Dataset records =
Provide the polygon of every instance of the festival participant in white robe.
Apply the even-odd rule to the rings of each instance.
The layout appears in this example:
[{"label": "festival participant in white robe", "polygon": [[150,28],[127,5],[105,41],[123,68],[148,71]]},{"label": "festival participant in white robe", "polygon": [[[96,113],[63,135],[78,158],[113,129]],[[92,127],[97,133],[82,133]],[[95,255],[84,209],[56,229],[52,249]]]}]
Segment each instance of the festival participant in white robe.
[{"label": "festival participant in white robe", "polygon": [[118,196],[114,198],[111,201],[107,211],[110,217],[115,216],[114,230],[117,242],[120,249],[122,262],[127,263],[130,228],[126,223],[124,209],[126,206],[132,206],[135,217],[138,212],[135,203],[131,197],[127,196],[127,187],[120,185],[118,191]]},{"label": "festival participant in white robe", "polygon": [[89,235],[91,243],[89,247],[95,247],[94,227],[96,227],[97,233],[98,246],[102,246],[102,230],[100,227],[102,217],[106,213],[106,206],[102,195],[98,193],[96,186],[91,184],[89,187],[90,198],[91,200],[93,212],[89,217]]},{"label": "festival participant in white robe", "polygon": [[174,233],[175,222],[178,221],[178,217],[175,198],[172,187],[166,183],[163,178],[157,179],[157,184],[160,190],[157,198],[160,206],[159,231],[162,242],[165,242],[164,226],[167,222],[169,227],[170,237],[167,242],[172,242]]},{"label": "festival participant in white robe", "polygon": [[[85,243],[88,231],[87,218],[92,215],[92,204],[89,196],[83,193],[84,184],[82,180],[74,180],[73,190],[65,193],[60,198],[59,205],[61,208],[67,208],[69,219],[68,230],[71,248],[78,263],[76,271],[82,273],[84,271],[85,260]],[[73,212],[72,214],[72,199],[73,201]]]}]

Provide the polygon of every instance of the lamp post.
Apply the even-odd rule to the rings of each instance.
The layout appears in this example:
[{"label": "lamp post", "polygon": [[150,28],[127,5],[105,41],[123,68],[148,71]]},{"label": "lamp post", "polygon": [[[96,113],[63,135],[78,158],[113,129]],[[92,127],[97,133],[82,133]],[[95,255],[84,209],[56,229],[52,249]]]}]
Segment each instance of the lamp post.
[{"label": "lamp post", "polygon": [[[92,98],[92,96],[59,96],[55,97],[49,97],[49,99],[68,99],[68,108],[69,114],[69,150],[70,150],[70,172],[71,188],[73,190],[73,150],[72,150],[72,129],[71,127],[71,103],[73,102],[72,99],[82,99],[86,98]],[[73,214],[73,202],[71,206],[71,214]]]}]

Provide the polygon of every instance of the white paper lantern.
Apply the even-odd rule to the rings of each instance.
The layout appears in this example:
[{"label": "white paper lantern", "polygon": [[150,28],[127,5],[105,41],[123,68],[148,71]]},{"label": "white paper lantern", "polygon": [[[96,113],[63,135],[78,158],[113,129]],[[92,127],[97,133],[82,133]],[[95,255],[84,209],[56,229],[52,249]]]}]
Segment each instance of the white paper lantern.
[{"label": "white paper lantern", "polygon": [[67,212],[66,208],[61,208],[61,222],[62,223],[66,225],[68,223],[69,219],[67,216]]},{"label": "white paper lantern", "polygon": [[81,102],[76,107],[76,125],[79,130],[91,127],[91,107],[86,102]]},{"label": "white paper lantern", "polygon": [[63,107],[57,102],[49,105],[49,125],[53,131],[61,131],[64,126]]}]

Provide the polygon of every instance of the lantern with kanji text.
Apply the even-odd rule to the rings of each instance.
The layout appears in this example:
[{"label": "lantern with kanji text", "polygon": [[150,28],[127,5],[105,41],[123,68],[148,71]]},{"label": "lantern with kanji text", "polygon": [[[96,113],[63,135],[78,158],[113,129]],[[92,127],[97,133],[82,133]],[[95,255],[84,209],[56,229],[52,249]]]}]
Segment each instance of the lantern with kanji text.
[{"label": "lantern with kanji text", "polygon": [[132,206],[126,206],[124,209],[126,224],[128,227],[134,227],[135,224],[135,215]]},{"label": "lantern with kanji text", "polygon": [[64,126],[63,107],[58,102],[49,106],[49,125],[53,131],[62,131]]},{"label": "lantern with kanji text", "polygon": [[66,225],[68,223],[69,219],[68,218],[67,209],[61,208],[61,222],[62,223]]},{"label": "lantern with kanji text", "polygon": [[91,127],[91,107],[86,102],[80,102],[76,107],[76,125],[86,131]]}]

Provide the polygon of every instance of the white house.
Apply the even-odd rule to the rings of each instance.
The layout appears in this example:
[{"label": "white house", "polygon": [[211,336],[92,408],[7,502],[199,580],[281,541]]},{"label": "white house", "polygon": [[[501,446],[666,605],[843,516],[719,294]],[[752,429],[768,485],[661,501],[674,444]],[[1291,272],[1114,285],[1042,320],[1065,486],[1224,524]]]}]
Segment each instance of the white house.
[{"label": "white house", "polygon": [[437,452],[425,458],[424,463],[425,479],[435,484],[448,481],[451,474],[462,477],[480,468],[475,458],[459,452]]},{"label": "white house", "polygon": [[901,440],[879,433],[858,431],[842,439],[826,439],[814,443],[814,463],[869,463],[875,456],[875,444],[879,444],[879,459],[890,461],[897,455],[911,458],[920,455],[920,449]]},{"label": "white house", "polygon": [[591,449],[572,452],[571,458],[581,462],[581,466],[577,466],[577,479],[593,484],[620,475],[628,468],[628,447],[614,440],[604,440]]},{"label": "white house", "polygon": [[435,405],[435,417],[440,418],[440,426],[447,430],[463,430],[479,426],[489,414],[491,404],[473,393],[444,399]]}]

Problem to solve = Please render every line of the data above as a Markdown table with two columns, Row (a running number) and Line (the line itself), leaving out blank lines.

Result of the exercise =
| Row | Line |
|---|---|
| 1 | Provide the polygon of every instance of the festival participant in white robe. |
| 2 | Apply the even-odd rule to the rings of each instance. |
| 3 | The layout appears in this example: |
| 4 | [{"label": "festival participant in white robe", "polygon": [[150,28],[127,5],[105,41],[123,68],[148,71]]},{"label": "festival participant in white robe", "polygon": [[[96,113],[63,135],[78,158],[113,129]],[[92,127],[97,133],[82,133]],[[95,255],[84,209],[56,229],[52,249]]]}] |
| 5 | Segment each instance of the festival participant in white robe. |
| 6 | [{"label": "festival participant in white robe", "polygon": [[118,196],[114,198],[111,201],[107,211],[110,217],[115,216],[114,230],[117,242],[120,249],[122,262],[127,263],[130,228],[126,223],[124,209],[126,206],[132,206],[135,217],[138,212],[135,203],[131,197],[127,196],[127,187],[120,185],[118,191]]},{"label": "festival participant in white robe", "polygon": [[89,235],[91,243],[89,247],[95,247],[94,227],[96,227],[97,233],[98,246],[102,246],[102,230],[100,227],[102,217],[106,213],[106,206],[102,195],[98,193],[96,186],[91,184],[89,187],[90,198],[91,200],[93,212],[89,217]]},{"label": "festival participant in white robe", "polygon": [[174,233],[175,222],[178,221],[178,217],[175,198],[172,187],[166,183],[163,178],[157,179],[157,184],[160,190],[157,198],[160,206],[159,231],[162,242],[165,242],[164,226],[167,222],[169,227],[170,237],[167,242],[172,242]]},{"label": "festival participant in white robe", "polygon": [[[85,243],[88,231],[87,218],[92,215],[92,204],[89,196],[83,193],[84,184],[82,180],[74,180],[73,190],[65,193],[60,198],[59,205],[61,208],[67,208],[69,219],[68,230],[71,248],[78,263],[76,271],[82,273],[84,271],[85,260]],[[73,212],[72,214],[72,199],[73,201]]]}] |
| 7 | Provide the polygon of every instance of the lamp post. |
| 8 | Apply the even-odd rule to the rings of each instance. |
| 9 | The layout appears in this example: |
| 10 | [{"label": "lamp post", "polygon": [[150,28],[127,5],[105,41],[123,68],[148,71]]},{"label": "lamp post", "polygon": [[[96,113],[63,135],[78,158],[113,129]],[[92,127],[97,133],[82,133]],[[95,255],[84,209],[56,229],[52,249]]]}] |
| 11 | Segment each instance of the lamp post. |
| 12 | [{"label": "lamp post", "polygon": [[[92,98],[92,96],[59,96],[55,97],[49,97],[49,99],[68,99],[68,108],[69,114],[69,150],[70,150],[70,172],[71,188],[73,190],[73,150],[72,150],[72,129],[71,127],[71,103],[73,102],[72,99],[82,99],[86,98]],[[73,214],[73,202],[71,206],[71,214]]]}] |
| 13 | Provide the polygon of every instance of the white paper lantern. |
| 14 | Apply the even-odd rule to the rings of each instance. |
| 15 | The layout appears in this example: |
| 16 | [{"label": "white paper lantern", "polygon": [[150,28],[127,5],[105,41],[123,68],[148,71]]},{"label": "white paper lantern", "polygon": [[[96,113],[63,135],[78,158],[113,129]],[[92,127],[97,133],[82,133]],[[95,255],[84,209],[56,229],[52,249]]]}] |
| 17 | Segment each instance of the white paper lantern. |
| 18 | [{"label": "white paper lantern", "polygon": [[67,212],[66,208],[61,208],[61,222],[62,223],[66,225],[68,223],[69,219],[67,216]]},{"label": "white paper lantern", "polygon": [[81,102],[76,107],[76,125],[79,130],[91,127],[91,107],[86,102]]},{"label": "white paper lantern", "polygon": [[63,107],[57,102],[49,105],[49,125],[53,131],[61,131],[64,126]]}] |
| 19 | Provide the polygon of every instance of the lantern with kanji text. |
| 20 | Apply the even-odd rule to the rings of each instance. |
| 21 | The layout appears in this example: |
| 22 | [{"label": "lantern with kanji text", "polygon": [[150,28],[127,5],[105,41],[123,68],[148,71]]},{"label": "lantern with kanji text", "polygon": [[[96,113],[63,135],[78,158],[113,129]],[[92,127],[97,133],[82,133]],[[95,255],[84,209],[56,229],[52,249]]]}] |
| 23 | Segment each instance of the lantern with kanji text. |
| 24 | [{"label": "lantern with kanji text", "polygon": [[132,206],[126,206],[124,209],[126,224],[128,227],[134,227],[135,224],[135,215]]},{"label": "lantern with kanji text", "polygon": [[64,126],[63,107],[58,102],[49,106],[49,125],[53,131],[62,131]]},{"label": "lantern with kanji text", "polygon": [[66,225],[68,223],[69,219],[68,218],[67,209],[61,208],[61,222],[62,223]]},{"label": "lantern with kanji text", "polygon": [[91,127],[91,107],[86,102],[80,102],[76,107],[76,125],[86,131]]}] |
| 25 | Provide the polygon of every instance of the white house. |
| 26 | Apply the even-odd rule to the rings of each instance. |
| 27 | The layout appears in this example: |
| 28 | [{"label": "white house", "polygon": [[211,336],[92,408],[7,502],[199,580],[281,541]]},{"label": "white house", "polygon": [[[501,446],[666,605],[843,516],[719,294]],[[752,429],[768,485],[661,501],[674,444]],[[1291,272],[1114,285],[1042,320],[1065,486],[1224,524]]]}] |
| 29 | Segment each instance of the white house. |
| 30 | [{"label": "white house", "polygon": [[437,452],[425,458],[424,463],[425,479],[435,484],[448,481],[451,474],[462,477],[480,468],[475,458],[459,452]]},{"label": "white house", "polygon": [[901,440],[879,433],[858,431],[842,439],[826,439],[814,443],[814,463],[869,463],[875,456],[875,444],[879,444],[879,459],[890,461],[897,455],[911,458],[920,455],[920,449]]},{"label": "white house", "polygon": [[591,449],[572,452],[571,458],[581,462],[581,466],[577,466],[577,479],[593,484],[620,475],[628,468],[628,447],[614,440],[604,440]]},{"label": "white house", "polygon": [[435,405],[435,417],[440,418],[440,426],[447,430],[463,430],[479,426],[489,414],[491,404],[473,393],[444,399]]}] |